> _Data listing_
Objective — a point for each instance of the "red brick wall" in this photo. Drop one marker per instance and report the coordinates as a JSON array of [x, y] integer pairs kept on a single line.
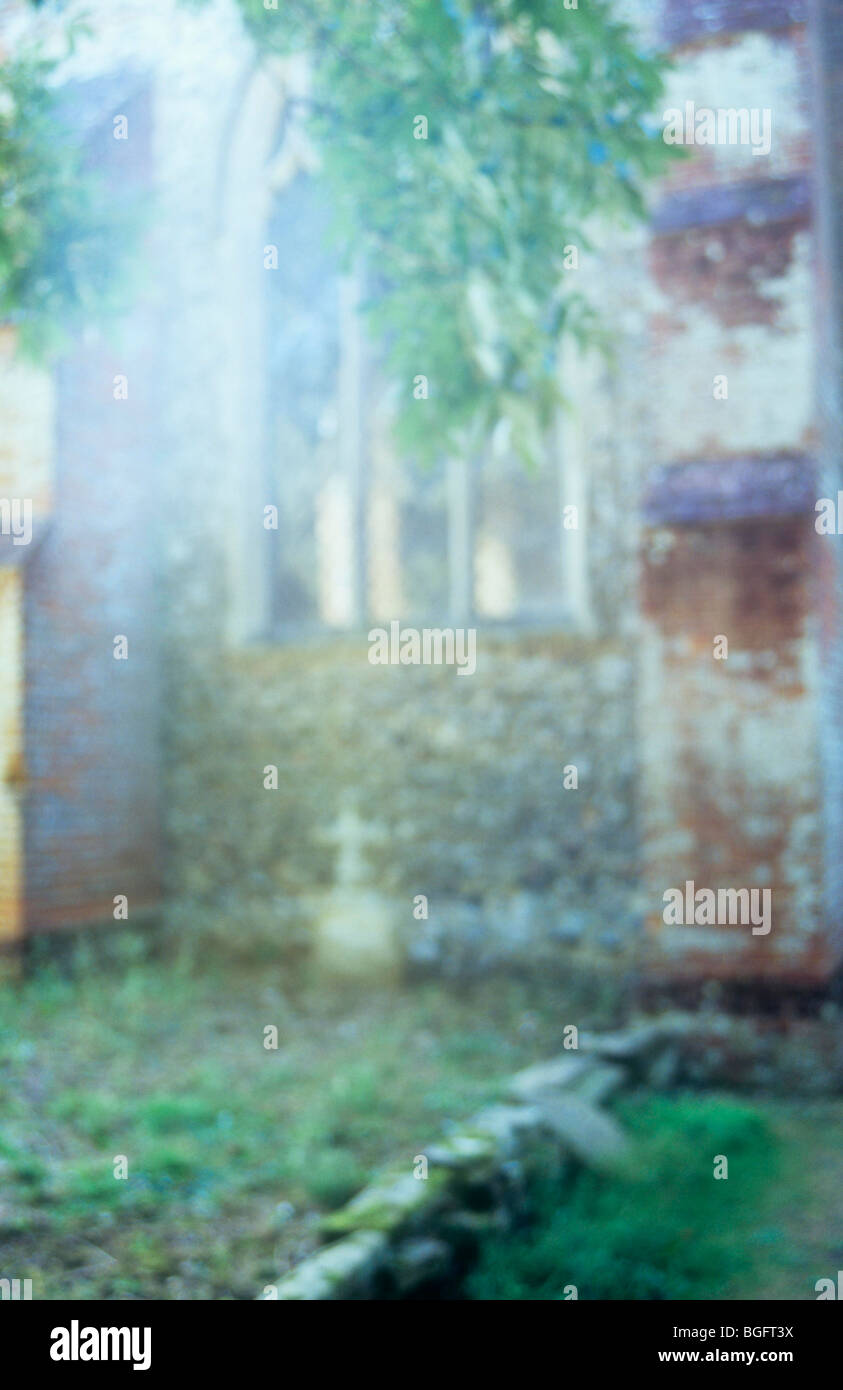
[[92, 722]]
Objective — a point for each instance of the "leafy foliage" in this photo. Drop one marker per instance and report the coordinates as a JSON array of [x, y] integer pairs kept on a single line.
[[537, 127], [60, 241]]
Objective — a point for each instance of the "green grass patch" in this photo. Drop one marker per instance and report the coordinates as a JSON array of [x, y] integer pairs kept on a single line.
[[662, 1228]]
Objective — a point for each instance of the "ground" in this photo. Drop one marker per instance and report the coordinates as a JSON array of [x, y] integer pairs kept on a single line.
[[234, 1148]]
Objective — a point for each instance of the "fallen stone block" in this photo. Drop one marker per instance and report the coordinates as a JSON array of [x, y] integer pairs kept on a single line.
[[340, 1271], [557, 1075], [388, 1204], [590, 1134]]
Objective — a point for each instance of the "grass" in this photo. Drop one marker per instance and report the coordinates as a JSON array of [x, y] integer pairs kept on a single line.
[[230, 1147], [665, 1229]]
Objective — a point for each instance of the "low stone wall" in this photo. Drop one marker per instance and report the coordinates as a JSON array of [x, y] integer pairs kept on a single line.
[[413, 1232]]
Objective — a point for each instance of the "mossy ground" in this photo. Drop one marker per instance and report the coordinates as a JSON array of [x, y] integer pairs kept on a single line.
[[231, 1148], [234, 1151], [668, 1229]]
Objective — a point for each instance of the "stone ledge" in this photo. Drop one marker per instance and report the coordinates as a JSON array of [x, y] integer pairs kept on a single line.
[[402, 1233]]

> _Description of the task_
Make an exact copy of the records shown above, without the pictures.

> _Answer to the problem_
Objective — a point for each instance of the "red brick wall" in this photo. Drop one marker per instance and report the coordinates as a JSON array of [x, y] integer pairs kept on a single line.
[[92, 722]]
Objective — a point for each instance of the "leafy foliage" in this photo. Drop one marker per instance and report the coordinates as a JSON array of [x, y] integer pairs kept on a single line.
[[537, 127], [60, 241]]
Objective — a point for each instance of the "green grass patch" in this photo. Drop one marker per instance and report the coordinates as a JSON array of [x, y] integer pairs kept on a single line.
[[662, 1228]]
Objective — a point for each instance of the "ground" in this photo. Drop one marker per instance and report the coordinates as a JSON array of [x, y] integer pairs kept on a single line.
[[234, 1148]]
Objective — a point for each instance of the "fallen stone block" in this photo. Drop one marker per instance and report the coordinates as a JSON array of [x, y] integer pairs kept on a single line.
[[340, 1271], [557, 1075], [388, 1204], [590, 1134]]
Objective — a point for each instance of the "grass" in this photo. Drop one marker per instance and report the coordinates as a JSON array of [x, y] integer pairs kept on a single line.
[[230, 1147], [665, 1229]]
Objective — a point for each instance of the "low stone wall" in this photo. Drop one marker per instance and report the coordinates as a JSON array of [x, y] integer pairs kept on a single line.
[[413, 1232]]
Objective — a point for each instance of the "mossy ground" in this photo. Drop one marker per instance and report the coordinates as a JSON array of [x, y] integer pairs kept on a single line.
[[231, 1148], [234, 1151], [668, 1229]]
Objective — a point for each instance of the "stone ledge" in this photo. Drop one marker per instance and report the coordinates as a JSON array of [x, y] integer pairs kept on a single line.
[[402, 1233]]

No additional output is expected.